[How to complete this task]: From the entries below, copy exactly the lines from the one that contains "Draw the outline of every instance of the balcony" through the one that contains "Draw the outline of every instance of the another", both included, and only those.

•••••

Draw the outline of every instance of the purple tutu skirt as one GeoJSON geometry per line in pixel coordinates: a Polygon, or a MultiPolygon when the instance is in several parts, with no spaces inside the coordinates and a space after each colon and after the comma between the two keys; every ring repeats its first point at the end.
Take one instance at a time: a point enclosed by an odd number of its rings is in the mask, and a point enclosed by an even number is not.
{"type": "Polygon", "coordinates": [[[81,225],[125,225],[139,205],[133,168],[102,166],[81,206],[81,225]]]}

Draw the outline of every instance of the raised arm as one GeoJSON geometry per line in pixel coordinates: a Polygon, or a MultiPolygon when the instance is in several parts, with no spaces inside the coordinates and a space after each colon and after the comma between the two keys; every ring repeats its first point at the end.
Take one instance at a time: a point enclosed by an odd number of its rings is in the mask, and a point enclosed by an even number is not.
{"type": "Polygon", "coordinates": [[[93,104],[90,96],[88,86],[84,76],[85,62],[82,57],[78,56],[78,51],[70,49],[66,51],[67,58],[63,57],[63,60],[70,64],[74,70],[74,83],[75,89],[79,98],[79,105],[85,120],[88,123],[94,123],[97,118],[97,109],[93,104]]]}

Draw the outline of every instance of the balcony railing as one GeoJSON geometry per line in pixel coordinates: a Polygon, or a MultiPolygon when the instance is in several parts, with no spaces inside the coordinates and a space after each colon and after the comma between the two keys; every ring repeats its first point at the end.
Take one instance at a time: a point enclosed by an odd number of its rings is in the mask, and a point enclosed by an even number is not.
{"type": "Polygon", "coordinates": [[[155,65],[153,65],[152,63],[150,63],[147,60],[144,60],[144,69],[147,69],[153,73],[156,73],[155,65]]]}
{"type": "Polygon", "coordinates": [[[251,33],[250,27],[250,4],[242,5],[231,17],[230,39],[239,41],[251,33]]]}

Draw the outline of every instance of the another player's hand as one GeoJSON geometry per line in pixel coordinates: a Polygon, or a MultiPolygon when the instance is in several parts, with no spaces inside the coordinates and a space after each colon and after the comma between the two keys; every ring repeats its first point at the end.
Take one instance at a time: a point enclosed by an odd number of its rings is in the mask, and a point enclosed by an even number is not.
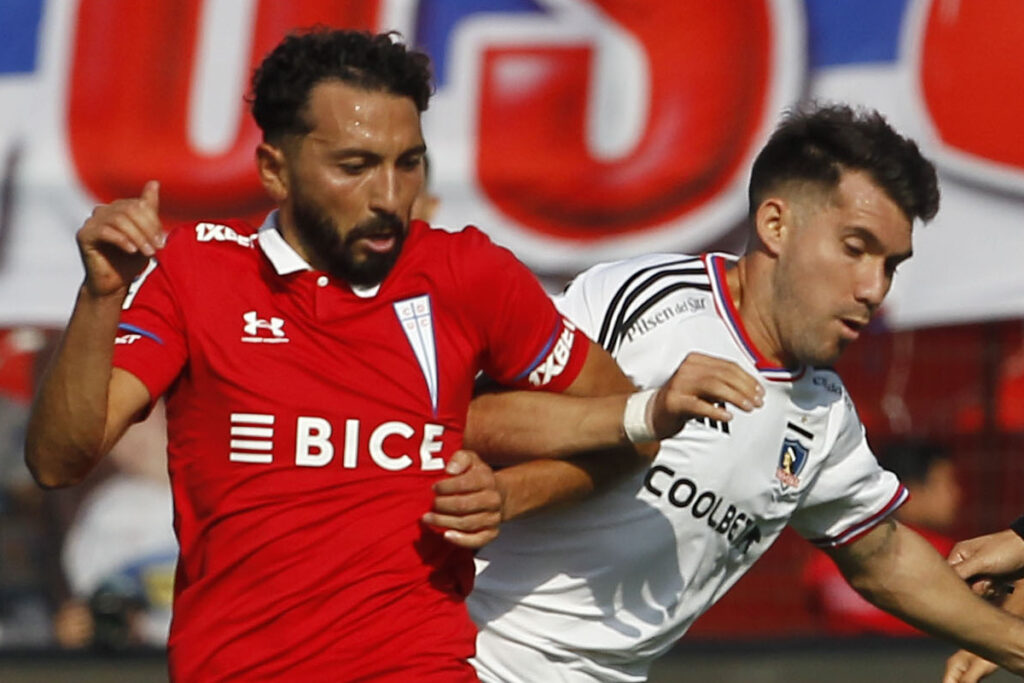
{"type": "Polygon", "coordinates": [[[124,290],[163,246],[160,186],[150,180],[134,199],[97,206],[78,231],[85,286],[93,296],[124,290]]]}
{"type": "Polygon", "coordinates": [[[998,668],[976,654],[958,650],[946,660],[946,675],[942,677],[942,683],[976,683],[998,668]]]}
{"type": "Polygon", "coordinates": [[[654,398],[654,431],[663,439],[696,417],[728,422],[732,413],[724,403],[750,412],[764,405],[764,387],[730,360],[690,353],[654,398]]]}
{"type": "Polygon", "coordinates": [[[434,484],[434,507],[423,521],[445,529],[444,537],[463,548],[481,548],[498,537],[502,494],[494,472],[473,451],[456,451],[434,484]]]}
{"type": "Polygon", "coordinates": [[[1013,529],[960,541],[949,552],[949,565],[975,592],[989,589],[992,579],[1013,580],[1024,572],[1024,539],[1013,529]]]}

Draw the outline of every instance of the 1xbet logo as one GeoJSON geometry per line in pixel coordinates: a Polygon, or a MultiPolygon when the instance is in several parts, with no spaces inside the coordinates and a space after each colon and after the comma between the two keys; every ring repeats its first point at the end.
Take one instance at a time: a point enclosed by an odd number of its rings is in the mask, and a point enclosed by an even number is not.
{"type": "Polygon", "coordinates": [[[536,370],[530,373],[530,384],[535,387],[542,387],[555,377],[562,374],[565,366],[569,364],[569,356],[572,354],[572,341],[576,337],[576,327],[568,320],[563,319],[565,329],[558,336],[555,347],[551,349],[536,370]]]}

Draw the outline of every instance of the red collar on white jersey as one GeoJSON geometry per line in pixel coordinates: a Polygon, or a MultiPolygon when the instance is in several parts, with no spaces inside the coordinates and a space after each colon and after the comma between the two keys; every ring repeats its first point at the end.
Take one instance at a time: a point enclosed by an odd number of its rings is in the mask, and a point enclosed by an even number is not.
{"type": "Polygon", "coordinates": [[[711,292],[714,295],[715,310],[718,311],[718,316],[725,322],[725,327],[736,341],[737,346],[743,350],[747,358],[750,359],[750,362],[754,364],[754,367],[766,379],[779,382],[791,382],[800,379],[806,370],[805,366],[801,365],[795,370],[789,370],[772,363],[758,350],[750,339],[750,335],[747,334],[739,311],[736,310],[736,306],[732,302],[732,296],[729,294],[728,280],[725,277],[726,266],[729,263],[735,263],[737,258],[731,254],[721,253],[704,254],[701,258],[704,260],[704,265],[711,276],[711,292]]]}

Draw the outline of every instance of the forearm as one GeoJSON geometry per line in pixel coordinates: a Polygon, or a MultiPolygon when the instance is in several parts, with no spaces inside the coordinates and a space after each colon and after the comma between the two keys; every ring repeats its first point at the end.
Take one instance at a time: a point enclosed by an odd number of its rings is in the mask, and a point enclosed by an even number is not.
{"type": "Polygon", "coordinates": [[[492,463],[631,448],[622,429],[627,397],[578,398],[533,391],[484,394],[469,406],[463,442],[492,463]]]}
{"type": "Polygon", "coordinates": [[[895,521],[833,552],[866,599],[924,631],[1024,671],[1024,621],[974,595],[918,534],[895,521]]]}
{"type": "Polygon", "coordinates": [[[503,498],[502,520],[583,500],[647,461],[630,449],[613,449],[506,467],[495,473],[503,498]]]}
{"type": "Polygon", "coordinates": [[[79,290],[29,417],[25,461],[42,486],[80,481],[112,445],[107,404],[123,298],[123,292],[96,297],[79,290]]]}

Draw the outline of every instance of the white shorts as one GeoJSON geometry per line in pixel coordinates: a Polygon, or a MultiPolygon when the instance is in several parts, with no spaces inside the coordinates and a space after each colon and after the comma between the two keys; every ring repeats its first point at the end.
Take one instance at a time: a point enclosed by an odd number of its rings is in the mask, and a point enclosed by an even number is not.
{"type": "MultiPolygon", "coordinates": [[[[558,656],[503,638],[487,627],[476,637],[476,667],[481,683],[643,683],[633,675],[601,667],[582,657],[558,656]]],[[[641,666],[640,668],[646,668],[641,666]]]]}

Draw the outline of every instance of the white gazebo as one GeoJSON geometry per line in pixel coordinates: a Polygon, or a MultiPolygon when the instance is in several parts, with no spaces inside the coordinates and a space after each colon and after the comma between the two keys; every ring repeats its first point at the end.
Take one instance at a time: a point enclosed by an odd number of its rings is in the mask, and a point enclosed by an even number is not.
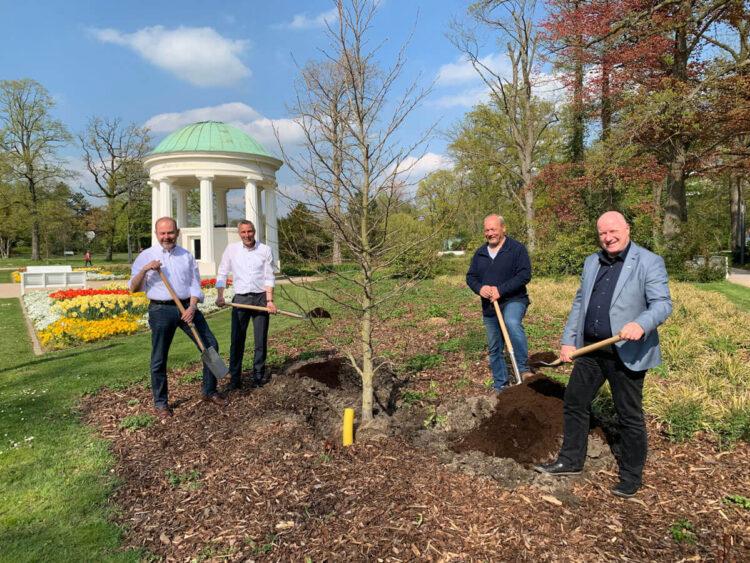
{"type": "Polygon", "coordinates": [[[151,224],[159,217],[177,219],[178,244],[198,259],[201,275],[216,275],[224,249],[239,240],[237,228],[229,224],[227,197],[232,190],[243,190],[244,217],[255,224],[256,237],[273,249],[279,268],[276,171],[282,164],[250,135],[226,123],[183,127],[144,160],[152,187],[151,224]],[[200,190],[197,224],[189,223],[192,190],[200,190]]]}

•••••

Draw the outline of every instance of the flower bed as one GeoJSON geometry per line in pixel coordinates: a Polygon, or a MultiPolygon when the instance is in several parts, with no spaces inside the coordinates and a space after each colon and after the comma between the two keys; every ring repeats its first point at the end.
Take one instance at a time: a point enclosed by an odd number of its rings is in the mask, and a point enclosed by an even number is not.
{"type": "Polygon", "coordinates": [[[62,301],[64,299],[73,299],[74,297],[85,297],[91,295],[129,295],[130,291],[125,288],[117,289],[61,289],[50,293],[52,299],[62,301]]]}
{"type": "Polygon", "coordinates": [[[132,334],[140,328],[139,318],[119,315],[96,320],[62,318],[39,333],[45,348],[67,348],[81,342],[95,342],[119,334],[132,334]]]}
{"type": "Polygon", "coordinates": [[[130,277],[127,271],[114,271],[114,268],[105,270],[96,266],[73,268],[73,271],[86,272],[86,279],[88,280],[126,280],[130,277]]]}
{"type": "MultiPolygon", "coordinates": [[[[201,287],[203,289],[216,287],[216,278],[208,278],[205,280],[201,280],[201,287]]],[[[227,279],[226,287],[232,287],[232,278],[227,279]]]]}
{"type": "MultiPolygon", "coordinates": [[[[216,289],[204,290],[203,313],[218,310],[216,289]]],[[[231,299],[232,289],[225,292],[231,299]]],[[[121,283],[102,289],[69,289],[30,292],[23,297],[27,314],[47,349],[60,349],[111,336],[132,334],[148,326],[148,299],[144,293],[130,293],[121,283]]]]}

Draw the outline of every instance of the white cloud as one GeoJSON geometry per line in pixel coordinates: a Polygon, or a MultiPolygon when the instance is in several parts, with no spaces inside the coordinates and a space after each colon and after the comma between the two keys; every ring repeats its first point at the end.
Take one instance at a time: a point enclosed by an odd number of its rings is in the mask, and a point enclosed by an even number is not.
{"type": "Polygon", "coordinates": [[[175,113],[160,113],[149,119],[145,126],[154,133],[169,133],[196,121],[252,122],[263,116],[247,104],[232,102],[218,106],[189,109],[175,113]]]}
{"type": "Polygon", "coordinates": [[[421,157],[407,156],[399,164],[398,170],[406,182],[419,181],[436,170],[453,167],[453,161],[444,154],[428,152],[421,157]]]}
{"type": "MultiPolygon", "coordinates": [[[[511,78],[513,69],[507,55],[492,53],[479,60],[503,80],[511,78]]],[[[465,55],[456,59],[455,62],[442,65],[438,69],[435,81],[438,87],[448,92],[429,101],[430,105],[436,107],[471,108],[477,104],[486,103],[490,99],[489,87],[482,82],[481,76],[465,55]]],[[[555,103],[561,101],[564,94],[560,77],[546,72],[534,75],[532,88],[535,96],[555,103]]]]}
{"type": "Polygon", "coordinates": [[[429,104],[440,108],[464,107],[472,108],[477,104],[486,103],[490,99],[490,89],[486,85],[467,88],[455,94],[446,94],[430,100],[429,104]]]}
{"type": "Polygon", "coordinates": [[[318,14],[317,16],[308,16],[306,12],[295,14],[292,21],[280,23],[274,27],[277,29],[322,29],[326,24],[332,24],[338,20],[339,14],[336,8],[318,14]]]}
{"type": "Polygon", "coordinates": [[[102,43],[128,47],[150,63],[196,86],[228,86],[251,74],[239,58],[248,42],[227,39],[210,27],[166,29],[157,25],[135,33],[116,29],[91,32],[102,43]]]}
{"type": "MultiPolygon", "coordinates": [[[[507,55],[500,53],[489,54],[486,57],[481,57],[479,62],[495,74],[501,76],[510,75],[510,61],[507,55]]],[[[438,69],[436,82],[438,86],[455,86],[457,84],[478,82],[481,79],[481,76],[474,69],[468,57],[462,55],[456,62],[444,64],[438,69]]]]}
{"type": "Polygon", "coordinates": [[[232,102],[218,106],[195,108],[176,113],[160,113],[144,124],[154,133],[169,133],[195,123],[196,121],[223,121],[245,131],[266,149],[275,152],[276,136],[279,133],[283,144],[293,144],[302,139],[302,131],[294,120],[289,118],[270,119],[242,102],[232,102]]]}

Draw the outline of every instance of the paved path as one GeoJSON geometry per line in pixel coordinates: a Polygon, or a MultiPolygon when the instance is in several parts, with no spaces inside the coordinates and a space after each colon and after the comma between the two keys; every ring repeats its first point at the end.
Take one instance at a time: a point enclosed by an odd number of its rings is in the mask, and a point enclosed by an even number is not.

•••••

[Response to the exercise]:
Draw the outline of every instance of the balcony railing as one GeoJSON geometry per line in pixel coordinates: a Polygon, or a MultiPolygon when the instance is in several parts, with no spaces inside the coordinates and a space after each colon and after the comma between the two keys; every ring repeats its first point at the end.
Take one instance at a time: a point enclosed by an odd number of its rings is in the mask, and a point enclosed by an even number is not.
{"type": "Polygon", "coordinates": [[[155,65],[153,65],[152,63],[150,63],[147,60],[144,60],[144,69],[147,69],[153,73],[156,73],[155,65]]]}
{"type": "Polygon", "coordinates": [[[251,33],[250,27],[250,4],[242,5],[231,17],[230,39],[239,41],[251,33]]]}

Draw the outline of every instance of the another player's hand as one GeoJSON geometry per line in pixel coordinates: a Polygon, or a MultiPolygon when the instance is in several parts, with no spaces inside the coordinates and a space after each colon and after the comma between the two keys; every ring repeats its first point at the end.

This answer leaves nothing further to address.